**EXERCISE OBJECTIVE:** Write the listing below out again exactly, dropping the images.

== == ==

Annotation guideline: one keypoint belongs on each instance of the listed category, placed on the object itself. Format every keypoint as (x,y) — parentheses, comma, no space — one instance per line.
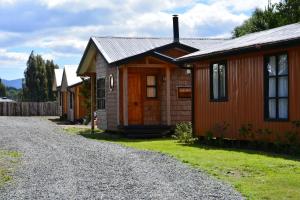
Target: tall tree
(41,80)
(274,15)
(50,66)
(2,89)
(38,80)
(30,90)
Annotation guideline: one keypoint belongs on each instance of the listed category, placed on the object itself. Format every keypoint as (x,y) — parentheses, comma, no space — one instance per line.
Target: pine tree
(274,15)
(50,66)
(2,89)
(30,91)
(38,80)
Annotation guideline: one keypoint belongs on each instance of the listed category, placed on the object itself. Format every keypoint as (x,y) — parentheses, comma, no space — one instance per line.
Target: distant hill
(17,83)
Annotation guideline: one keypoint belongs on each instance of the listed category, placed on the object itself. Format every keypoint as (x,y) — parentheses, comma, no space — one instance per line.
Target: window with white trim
(101,93)
(276,87)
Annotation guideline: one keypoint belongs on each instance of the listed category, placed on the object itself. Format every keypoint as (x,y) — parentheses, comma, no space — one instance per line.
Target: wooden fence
(29,109)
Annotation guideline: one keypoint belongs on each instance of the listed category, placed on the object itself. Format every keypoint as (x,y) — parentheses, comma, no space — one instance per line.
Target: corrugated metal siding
(263,37)
(246,96)
(118,48)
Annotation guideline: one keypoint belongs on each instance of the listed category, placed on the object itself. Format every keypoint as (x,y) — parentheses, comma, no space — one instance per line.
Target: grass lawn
(256,175)
(8,160)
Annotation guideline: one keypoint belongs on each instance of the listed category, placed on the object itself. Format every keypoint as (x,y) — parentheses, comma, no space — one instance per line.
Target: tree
(38,80)
(50,66)
(288,11)
(86,93)
(2,89)
(274,15)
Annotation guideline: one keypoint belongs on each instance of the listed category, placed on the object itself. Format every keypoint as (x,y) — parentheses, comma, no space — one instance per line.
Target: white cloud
(7,2)
(121,5)
(18,59)
(242,5)
(122,18)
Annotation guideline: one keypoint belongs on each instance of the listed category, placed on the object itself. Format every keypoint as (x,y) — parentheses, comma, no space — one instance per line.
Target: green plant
(209,135)
(184,133)
(246,130)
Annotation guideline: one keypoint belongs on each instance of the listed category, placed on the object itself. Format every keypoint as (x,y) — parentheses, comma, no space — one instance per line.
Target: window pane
(222,81)
(283,108)
(283,65)
(185,92)
(283,87)
(151,92)
(272,108)
(272,87)
(215,81)
(151,80)
(272,66)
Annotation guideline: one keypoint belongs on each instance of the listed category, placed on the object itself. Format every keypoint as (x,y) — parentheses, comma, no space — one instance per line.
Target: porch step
(139,132)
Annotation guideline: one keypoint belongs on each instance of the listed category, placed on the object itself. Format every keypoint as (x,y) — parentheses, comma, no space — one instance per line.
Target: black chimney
(175,28)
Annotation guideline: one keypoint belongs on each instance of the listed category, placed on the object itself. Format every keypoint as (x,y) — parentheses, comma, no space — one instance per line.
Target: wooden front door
(135,116)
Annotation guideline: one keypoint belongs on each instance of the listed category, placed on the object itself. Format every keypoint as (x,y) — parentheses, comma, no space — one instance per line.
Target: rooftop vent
(175,28)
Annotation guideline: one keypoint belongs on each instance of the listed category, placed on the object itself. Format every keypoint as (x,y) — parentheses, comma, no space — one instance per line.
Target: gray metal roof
(58,76)
(6,100)
(118,48)
(71,76)
(272,36)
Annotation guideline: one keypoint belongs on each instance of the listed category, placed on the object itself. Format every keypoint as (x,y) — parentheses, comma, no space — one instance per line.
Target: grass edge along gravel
(255,174)
(8,161)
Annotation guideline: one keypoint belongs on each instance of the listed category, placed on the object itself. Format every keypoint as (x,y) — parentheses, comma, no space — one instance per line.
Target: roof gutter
(247,49)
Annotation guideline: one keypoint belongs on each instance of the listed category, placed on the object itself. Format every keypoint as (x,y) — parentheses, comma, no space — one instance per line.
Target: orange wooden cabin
(72,101)
(254,79)
(138,83)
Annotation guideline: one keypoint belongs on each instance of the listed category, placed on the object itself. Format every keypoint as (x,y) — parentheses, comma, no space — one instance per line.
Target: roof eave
(247,49)
(151,52)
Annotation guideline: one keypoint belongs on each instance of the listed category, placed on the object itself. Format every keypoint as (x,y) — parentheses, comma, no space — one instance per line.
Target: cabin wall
(81,111)
(101,70)
(245,96)
(112,99)
(59,101)
(181,108)
(64,103)
(71,111)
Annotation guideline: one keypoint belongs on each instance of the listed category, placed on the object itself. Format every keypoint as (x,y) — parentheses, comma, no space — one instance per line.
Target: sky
(60,29)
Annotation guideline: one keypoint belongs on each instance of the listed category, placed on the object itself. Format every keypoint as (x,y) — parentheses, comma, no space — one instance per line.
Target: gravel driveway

== == ==

**FULL SOLUTION:**
Annotation guideline: one keypoint belongs on each instance of the listed category, placed on the object itself. Format every keypoint as (x,y) — parentheses, comma, no space — one instance per line.
Target: tall tree
(41,80)
(274,15)
(50,66)
(2,89)
(38,80)
(30,90)
Annotation guideline: one keypoint belongs on each instance of the listed category, placed on the object itself. Format every keypoint as (x,y) — parentheses, comma, no space — one instance per line.
Target: pine tree
(274,15)
(50,66)
(2,89)
(30,91)
(38,80)
Annotation guideline: one keypoint belongs on each instance of the listed category, placed on the object itself. Format every keypoint as (x,y) — parentheses, comma, no space — one instance per line.
Target: distant hill
(17,83)
Annotation guideline: one keypoint belongs on each instance of the listed category, placed on the object itself. Format every keypoint as (x,y) — parentheses, comma, no space — one instance per line.
Target: window with white trim
(101,93)
(276,87)
Annotation guideline: one keypoint belongs on each instance of the listed category, placed on the object itself. Format every keypoint as (x,y) — parentheses, comma, no space — one instance per line.
Target: wooden fence
(29,109)
Annotation guideline: one keypoint belongs on each instance of the listed category, placed on the object itself. Format every keypoint as (x,y) — parentheses, comma, no space — one instance per line.
Target: corrugated metal siding
(263,37)
(246,96)
(118,48)
Annotation guideline: one keypoint belongs on each instance of the listed category, placed on the object itself. Format every keypoint as (x,y) — parentheses, comma, no space — one instance per line.
Target: grass lawn
(256,175)
(8,160)
Annotation guideline: one keypoint belongs on each instance of the listed category, placed on the object itself. Format every keypoint as (x,y) — parentheses, comma, no space — one instance per line.
Target: tree
(38,80)
(50,66)
(288,11)
(86,93)
(2,89)
(274,15)
Annotation guideline: one keypoint belongs on each instance of the listed category, placed on the object itself. Format every keypoint as (x,y) — parentheses, comma, no space — one instance per line.
Target: white cloud
(7,2)
(121,5)
(18,59)
(242,5)
(122,18)
Annotation guideline: one keypoint belongs on each instance of the listed category, placed on the object itself. Format every keypoint as (x,y) — parentheses, comma, no space — one instance per line.
Target: green plant
(209,135)
(184,133)
(246,130)
Annotation guideline: one keypoint belongs on each instance of the listed category, placed on the object itself. Format every keypoint as (x,y) — parentheses, comma, no space — one instance per line.
Target: window pane
(222,81)
(283,108)
(283,65)
(185,92)
(283,87)
(151,92)
(272,108)
(272,87)
(215,81)
(151,80)
(272,66)
Annotation guideline: one keypoint belongs on each instance of the listed category, placed on the object itself. Format every keypoint as (x,y) — parentheses, comma, no space — one instance per line.
Target: porch step
(139,132)
Annotation guideline: one keypoint belongs on each instance of the listed category, placed on the object itself. Format every keypoint as (x,y) — parentheses, comma, no space — one instance per line.
Target: black chimney
(175,28)
Annotation guideline: one keypoint belongs on each instance of the listed category, placed on the object itself. Format every keypoint as (x,y) — parentheses, comma, no space — one instance per line.
Target: wooden front door
(135,116)
Annotation guideline: one keypoint belongs on each instance of the listed category, placed on the object itself. Format every keypoint as (x,y) — parentheses, comma, no space — one instance per line.
Target: rooftop vent
(175,28)
Annotation guideline: one keypoint belongs on each instance of the listed category, placed on the object itself. Format every keypoint as (x,y) — parentheses, comma, no space — one instance per line.
Target: gray metal roof
(58,76)
(6,100)
(118,48)
(71,76)
(272,36)
Annotation guideline: one keypoint belongs on each instance of the listed category, placed on the object itself. Format every keypoint as (x,y) — parentheses, comma, no space — one instance per line.
Target: grass edge along gravel
(255,174)
(8,161)
Annotation guideline: one keypoint belongs on each instance of the listed category, placed on the object itself. Format every keypoint as (x,y) — parentheses, comma, no space — one instance per line.
Target: roof gutter
(247,49)
Annotation guideline: one keypoint belongs on each instance of the listed category, placed on the object itself. Format every keypoint as (x,y) — parentheses, comma, no space — one instance per line.
Target: orange wooden cabin
(72,101)
(254,79)
(138,83)
Annotation guideline: one keypoint belongs on each instance of the listed category, placed on the object itself. Format every keypoint as (x,y) — parentheses, comma, no space — one instance per line.
Target: roof eave
(247,49)
(151,52)
Annotation guideline: one keypoint belongs on each instance of the listed category, placed on the object itself. Format every keypoint as (x,y) — parentheses, comma, no space — one instance per line.
Target: cabin wall
(81,111)
(101,70)
(245,96)
(112,99)
(59,101)
(181,108)
(64,103)
(71,111)
Annotation guideline: one keypoint belongs on each instance of the listed category, placed on the object itself. Format every keypoint as (x,y) — parentheses, comma, no space — one instance per line.
Target: sky
(60,29)
Annotation guideline: one keypoint belongs on each instance of the listed category, placed on the object itself. Format every keypoint as (x,y) — parentheses, comma, no space — one instance per line.
Target: gravel driveway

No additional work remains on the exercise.